Exercises to complete:
**a)** In the passage on Fred Korematsu, which state was the first to observe Fred Korematsu Day of Civil Liberties and the Constitution?
**b)** Echo everything in the Fred Korematsu passage from "13) If anyone" down to "you a haircut.", word for word.

Passage given:
┏━━
The legality of the internment order was upheld by the Supreme Court of the United States in Korematsu v. United States; this ruling has never been explicitly overturned. Korematsu’s conviction for evading internment was overturned decades later after the disclosure of new evidence challenging the necessity of the internment, evidence which had been withheld from the courts by the U.S. government during the war.

To commemorate his journey as a civil rights activist posthumously, “Fred Korematsu Day of Civil Liberties and the Constitution” was observed for the first time on his 92nd birthday, January 30, 2011, by the state of California, the first such commemoration for an Asian American in the United States. In 2015, Virginia passed legislation to make it the second state and first commonwealth to permanently recognize each January 30 as Fred Korematsu Day.

To remind us about his fight for civil rights, here are 29 quotes from Fred Korematsu. Enjoy.

Fred Korematsu Quotes

1) If you have the feeling that something is wrong, don’t be afraid to speak up.

2) I was just living my life, and that’s what I wanted to do.

3) It may take time to prove you’re right, but you have to stick to it.

4) I thought what the military was doing was unconstitutional.

5) All of them turned their backs on me at that time because they thought I was a troublemaker.


6) Every day in school, we said the pledge to the flag, ‘with liberty and justice for all,’ and I believed all that.

7) As long as my record stands in federal court, any American citizen can be held in prison or concentration camps without a trial or a hearing.

8) One person can make a difference, even if it takes forty years.

9) I was an American citizen, and I had as many rights as anyone else.

10) I still remember, 40 years ago, when I was shackled and put in prison… Being an American citizen didn’t mean a thing.

11) I lost everything when they put us in prison. I was an enemy alien, a man without a country.

12) I didn’t think that the government would go as far as to include American citizens to be interned without a hearing

13) If anyone should do any pardoning. I should be the one pardoning the government for what they did to the Japanese-American people.

14) I was very upset because I did not have a fair trial to prove my loyalty to this country.

15) I don’t even know how it is to have a home. I feel like an orphan or something.

16) I was really upset because I was branded as an enemy alien when I’m an American.

17) I was born in the U.S. This is my country.

18) I’m Asian, so they assumed I’m not an American and that I come from Japan. Restaurants would refuse to serve me, and places would refuse to give you a haircut.

19) As a citizen of the United States, I am ready, willing, and able to bear arms for this country.

20) That was it – I lost my job… I was very discouraged. I wanted to be in defense work… I’m an American, and I have nothin’ to do with Japan, and so it’s sort of an insult to me.

21) It takes a lot of money to hire an attorney.

22) I was the third son, and the family tradition was my dad always favored the oldest child.

23) My folks were so worried about what they were going to do. All they can take was what they could carry with their hands. What they had for twenty-five years of building their business was going to go out the door, or they’re going to lose it.

24) Before the war, my parents were very proud people. They’d always talk about Japan and also about the samurai and things like that. Right after Pearl Harbor, they were just real quiet. They kept to themselves; they were afraid to talk about what could happen. I assume they knew that nothing good would come out of it.
┗━━
Source excerpt:
┏━━
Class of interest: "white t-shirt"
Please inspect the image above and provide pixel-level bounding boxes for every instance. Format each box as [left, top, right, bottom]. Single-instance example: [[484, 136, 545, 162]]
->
┗━━
Results by task:
**a)** California

**b)**
13) If anyone should do any pardoning. I should be the one pardoning the government for what they did to the Japanese-American people.

14) I was very upset because I did not have a fair trial to prove my loyalty to this country.

15) I don’t even know how it is to have a home. I feel like an orphan or something.

16) I was really upset because I was branded as an enemy alien when I’m an American.

17) I was born in the U.S. This is my country.

18) I’m Asian, so they assumed I’m not an American and that I come from Japan. Restaurants would refuse to serve me, and places would refuse to give you a haircut.